**DOCUMENT SECTION**
# Built-in kitchen



## sprucegum (Apr 9, 2019)

I have been working on our new house for about a year or 4 years if you count planning and site work. I finally have it down to finish work. I started the kitchen today. I have instaled too many factory built cabinets to count and have prefab ed around 20 kitchens in my shop but I have never built one in place. I am hoping to save a little on materials and have a more custom look with less joints in the face frame. I got the base built today. My next step will be the full height oven cabinet , pantry , and refrigerator surround. I will then build the top carcasses then the bottom and lastly the face frames doors and drawers.

Reactions: Like 1 | Way Cool 4 | Creative 1


----------



## ripjack13 (Apr 9, 2019)




----------



## woodtickgreg (Apr 9, 2019)




----------



## Wildthings (Apr 9, 2019)




----------



## Mr. Peet (Apr 9, 2019)

Dumb question, my brother always had me prime the drywall to the floor, he claimed as a moisture block. That was with standard "rock". Don't recall what we did with "green board", but think he had me do the same. Just wondering.


----------



## sprucegum (Apr 10, 2019)

Mr. Peet said:


> Dumb question, my brother always had me prime the drywall to the floor, he claimed as a moisture block. That was with standard "rock". Don't recall what we did with "green board", but think he had me do the same. Just wondering.


----------



## Tony (Apr 10, 2019)




----------



## sprucegum (Apr 10, 2019)

Made a little progress today. I got the refrigerator enclosure done. I wanted to tackle the pantry but I didn't have anyone to help me rip a sheet of 3/4 plywood , my shop saw is still in my shop and I only have my bosch contractor saw on site. Makes for a balancing act alone. I tackled one of the corner cabinets instead , the other one will go faster as cut some of the pieces while building the first one and the head scratching is done.

**EXTRACTED RECORDS**
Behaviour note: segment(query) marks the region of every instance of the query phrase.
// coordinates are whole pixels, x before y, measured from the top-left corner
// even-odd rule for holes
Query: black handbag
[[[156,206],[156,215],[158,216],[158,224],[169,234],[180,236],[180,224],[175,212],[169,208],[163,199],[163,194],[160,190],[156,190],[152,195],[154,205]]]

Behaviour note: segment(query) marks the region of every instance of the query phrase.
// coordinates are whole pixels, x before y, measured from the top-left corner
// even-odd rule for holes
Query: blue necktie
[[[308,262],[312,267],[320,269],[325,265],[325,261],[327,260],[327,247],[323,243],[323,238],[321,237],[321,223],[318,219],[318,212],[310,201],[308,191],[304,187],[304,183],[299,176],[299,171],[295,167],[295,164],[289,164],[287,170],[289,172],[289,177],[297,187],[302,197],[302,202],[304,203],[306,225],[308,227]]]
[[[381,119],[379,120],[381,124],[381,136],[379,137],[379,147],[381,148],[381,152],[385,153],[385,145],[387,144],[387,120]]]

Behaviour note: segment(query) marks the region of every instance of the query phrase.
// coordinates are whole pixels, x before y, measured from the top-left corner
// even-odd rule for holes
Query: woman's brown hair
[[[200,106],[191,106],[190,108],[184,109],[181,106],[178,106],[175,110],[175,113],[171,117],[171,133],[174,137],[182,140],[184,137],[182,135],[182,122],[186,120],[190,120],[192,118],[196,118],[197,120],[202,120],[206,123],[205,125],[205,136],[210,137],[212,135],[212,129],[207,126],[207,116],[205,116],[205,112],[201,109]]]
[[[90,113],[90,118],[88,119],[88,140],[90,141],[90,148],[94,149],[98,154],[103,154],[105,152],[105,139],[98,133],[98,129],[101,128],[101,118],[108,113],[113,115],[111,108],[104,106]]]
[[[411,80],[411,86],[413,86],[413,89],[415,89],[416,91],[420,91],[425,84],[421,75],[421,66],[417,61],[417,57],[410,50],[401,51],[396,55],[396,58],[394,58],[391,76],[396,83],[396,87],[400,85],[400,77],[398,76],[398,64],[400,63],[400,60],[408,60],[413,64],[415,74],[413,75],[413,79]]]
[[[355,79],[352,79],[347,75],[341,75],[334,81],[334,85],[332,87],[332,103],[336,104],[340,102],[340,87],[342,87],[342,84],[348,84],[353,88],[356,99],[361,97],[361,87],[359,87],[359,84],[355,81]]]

**PROBLEM DETAILS**
Answer these from the built-in kitchen thread:
(a) Around how many kitchens does sprucegum say have been prefabbed in the shop?
(b) According to Mr. Peet, what did his brother claim priming the drywall to the floor served as?
(c) What did sprucegum get done in the April 10 progress post?
The records are separate material, apart from the built-in kitchen thread.

**EXERCISE OUTPUT**
(a) Around 20.
(b) A moisture block.
(c) The refrigerator enclosure, plus one of the corner cabinets.